### Exercise
Continue the article about Chile's surge in COVID-19 cases despite its fast vaccination drive, picking up after its last paragraph.

### Given passage
Despite Chile’s speedy COVID-19 vaccination drive, cases soar
By Pascale Bonnefoy and Ernesto Londoño
Having negotiated early access to tens of millions of doses of COVID-19 vaccines, Chile has been inoculating its residents faster than any other country in the Americas and appears poised to be among the first in the world to reach herd immunity.
But experts say the country’s speedy and efficient vaccination drive — only Israel, the United Arab Emirates and Seychelles have vaccinated a larger share of their populations — gave Chileans a false sense of security and contributed to a sharp spike in new infections and deaths that is overloading the health care system.
The surge in cases, even as more than one third of Chile’s population has received at least the first dose of a COVID-19 vaccine, serves as a cautionary tale for other nations looking to vaccination drives to quickly put an end to the era of beleaguered economies, closed borders, and social distancing. The rise in cases triggered a new set of strict lockdown measures that have restricted mobility for nearly 14 million people.
“When transmission rates are high, the vaccine does not rein in new infections right away,” said Dr. Denise Garrett, an epidemiologist at the Sabin Vaccine Institute in Washington, D.C. “And with the new variants, which are more contagious, we’re not likely to see a big impact until the vast majority of the population is vaccinated.”
The severity of the crisis in Chile became clear Sunday, as President Sebastián Piñera asked Congress to delay by six weeks a vote scheduled for early April to elect the representatives who will draft a new Constitution and other officials.
“Protecting the health of our compatriots has always been our first priority,” Piñera said in a statement Sunday, arguing that the current state of the pandemic was not conducive to holding a vote that was “democratic, inclusive and safe.”
While more than 6 million of the country’s 18 million people have been vaccinated, a surge in infections has left intensive care units operating with few beds to spare and the system at a breaking point.
Last week, Chile recorded 7,626 new COVID-19 cases in a single day, a record, and the pace of new infections has doubled in the past month. The main hospital in the coastal city of Valparaíso had to create an overflow morgue over the weekend. Health officials in Chile have identified cases of new variants that were first identified in the United Kingdom and Brazil.
Dr. Francisca Crispi, a regional president of Chile’s medical association, said that 20% to 30% of medical professionals in the country have gone on leave because they are so exhausted. Many are experiencing mental health problems and suicidal ideation, she added.
“No one questions that the vaccination campaign is a success story,” she said. “But it conveyed a false sense of security to people, who felt that since we’re all being vaccinated the pandemic is over.”
The government moved too quickly as it reopened its borders in November and eased restrictions on businesses, said Crispi. In January, after tightly restricting the flow of people across provincial borders, the country created a permit system for Chileans to go on summer vacation.
“There was no control or traceability of the people who arrived in the country and many people traveled abroad on vacation” said Crispi. She called the vacation permits a “seriously misguided measure.”

### Data extracts

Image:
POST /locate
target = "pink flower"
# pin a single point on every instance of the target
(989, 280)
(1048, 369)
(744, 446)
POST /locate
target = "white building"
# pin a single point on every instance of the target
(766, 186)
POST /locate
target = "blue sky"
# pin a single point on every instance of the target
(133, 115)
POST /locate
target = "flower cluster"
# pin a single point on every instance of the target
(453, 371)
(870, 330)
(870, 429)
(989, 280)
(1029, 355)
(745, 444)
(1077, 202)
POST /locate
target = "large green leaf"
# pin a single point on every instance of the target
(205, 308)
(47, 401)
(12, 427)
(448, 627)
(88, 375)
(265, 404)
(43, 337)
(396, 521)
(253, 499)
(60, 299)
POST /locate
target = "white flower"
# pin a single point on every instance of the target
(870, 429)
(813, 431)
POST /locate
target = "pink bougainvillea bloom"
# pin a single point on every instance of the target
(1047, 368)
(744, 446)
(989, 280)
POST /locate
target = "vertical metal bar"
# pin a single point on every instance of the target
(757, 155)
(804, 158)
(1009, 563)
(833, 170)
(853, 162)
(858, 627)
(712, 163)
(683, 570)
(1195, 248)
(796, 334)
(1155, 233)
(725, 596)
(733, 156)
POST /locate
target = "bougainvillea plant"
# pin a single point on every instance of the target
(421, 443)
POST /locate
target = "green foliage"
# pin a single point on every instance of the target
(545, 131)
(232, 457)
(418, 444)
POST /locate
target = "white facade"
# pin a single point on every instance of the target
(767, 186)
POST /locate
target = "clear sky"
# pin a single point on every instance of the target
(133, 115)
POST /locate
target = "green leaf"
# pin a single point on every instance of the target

### Task output
Soon, Chile also allowed gyms, churches, malls, restaurants and even casinos to reopen. Even as experts urged caution, the government stuck to its plan to reopen schools March 1.
As people began moving and consuming with greater ease, doctors grew concerned, especially because the government did not have an effective contact tracing system in place.
“The situation we’re in is one we saw coming,” said Dr. Claudia Cortés, an infectious disease specialist who teaches at the University of Chile and has been treating COVID-19 patients at a private clinic in Santiago. “More than 4 million people traveled around the country. That led the virus, which had been largely contained to some major areas, to spread across the country.”
Health minister Enrique Paris has defended the vacation permits system but acknowledged that the government should have been more emphatic about conveying that the virus remained a big threat as Chileans became more lackadaisical about mask wearing and gatherings.
“The mistake was perhaps to not have communicated the evident risk so the people who obtained those permits could have had the necessary instructions,” he said in early March.
Several other countries in the region are struggling to rein in contagion. In Brazil, hospitals in several states have waiting lists of gravely ill patients. Doctors in Paraguay say they are facing shortages of basic drugs as the virus spreads briskly.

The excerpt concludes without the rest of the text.